==== DATA FOR THIS EXERCISE

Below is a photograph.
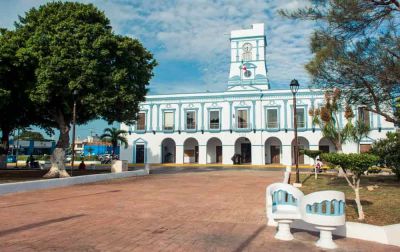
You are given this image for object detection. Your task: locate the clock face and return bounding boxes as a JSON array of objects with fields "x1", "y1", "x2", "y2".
[{"x1": 243, "y1": 43, "x2": 252, "y2": 52}]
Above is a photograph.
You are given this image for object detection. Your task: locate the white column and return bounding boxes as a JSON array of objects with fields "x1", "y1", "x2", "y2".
[
  {"x1": 199, "y1": 145, "x2": 207, "y2": 164},
  {"x1": 281, "y1": 145, "x2": 292, "y2": 165}
]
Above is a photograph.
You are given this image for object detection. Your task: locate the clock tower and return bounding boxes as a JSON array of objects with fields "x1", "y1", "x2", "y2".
[{"x1": 228, "y1": 24, "x2": 269, "y2": 91}]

========

TASK DESCRIPTION - Please find every line above that contains the word "clock" and copy each of those lines in full.

RESPONSE TO THIS EXERCISE -
You are given this image for object detection. Your task: locate the clock face and return bounding boxes as a JSON array of objects with fields "x1", "y1", "x2", "y2".
You are given this image for object detection. Your task: locate the clock tower and return bounding boxes as a JSON array of objects with fields "x1", "y1", "x2", "y2".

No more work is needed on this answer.